Data listing -
================

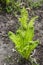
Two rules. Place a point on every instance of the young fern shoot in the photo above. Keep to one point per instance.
(23, 39)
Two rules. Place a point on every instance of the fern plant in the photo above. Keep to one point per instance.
(23, 39)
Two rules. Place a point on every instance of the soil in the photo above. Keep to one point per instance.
(8, 54)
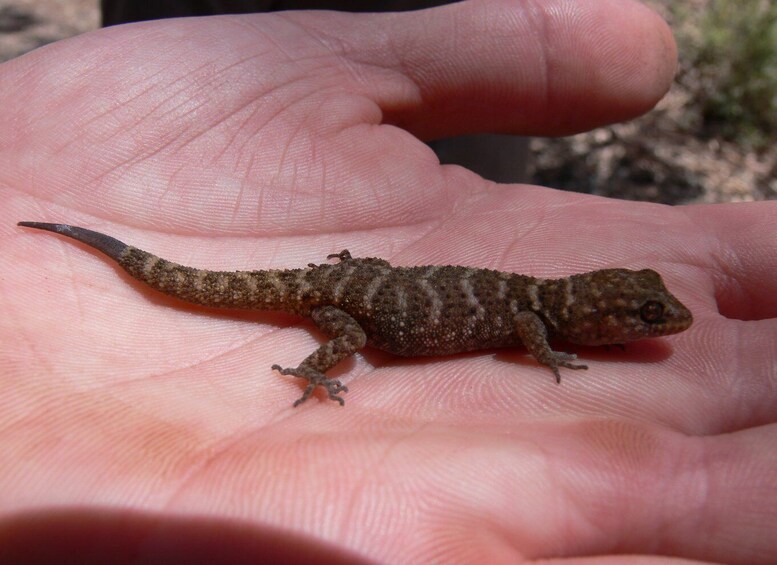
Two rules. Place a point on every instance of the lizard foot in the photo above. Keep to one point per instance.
(315, 378)
(561, 359)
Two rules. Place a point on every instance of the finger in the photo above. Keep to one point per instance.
(742, 250)
(660, 493)
(546, 68)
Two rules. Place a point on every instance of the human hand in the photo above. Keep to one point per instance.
(272, 141)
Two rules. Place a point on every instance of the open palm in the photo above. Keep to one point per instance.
(133, 425)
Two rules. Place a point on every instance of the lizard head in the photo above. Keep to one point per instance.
(614, 306)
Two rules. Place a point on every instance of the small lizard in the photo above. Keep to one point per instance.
(416, 311)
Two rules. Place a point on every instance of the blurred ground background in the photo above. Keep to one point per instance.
(712, 139)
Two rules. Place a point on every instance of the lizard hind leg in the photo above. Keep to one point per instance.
(347, 338)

================

Directive - Take the records from the line that contains "Two rules. Place a point on every instance of the open" through the end of the records, and change "point" to "dot" while leaving everything else the same. Give back only those lines.

Task response -
Two rules. Place a dot on every instance of the open palm in the photo above. Keep to one dot per instance.
(133, 425)
Two rules. Place a dot on every instance of the lizard head in the photo above. Keep to one dot per instance.
(614, 306)
Two rules. Place a dot on every instance of the small lizard in the photo above. Keep to one dot per instance.
(416, 311)
Two rules. Place a dot on every instance of the blurred ground background in the photo above. Keep to one dot per instance.
(712, 139)
Two rules. Place a dot on every instance of the lizard hind leg in the photo above. Keep to one dot per instance.
(347, 338)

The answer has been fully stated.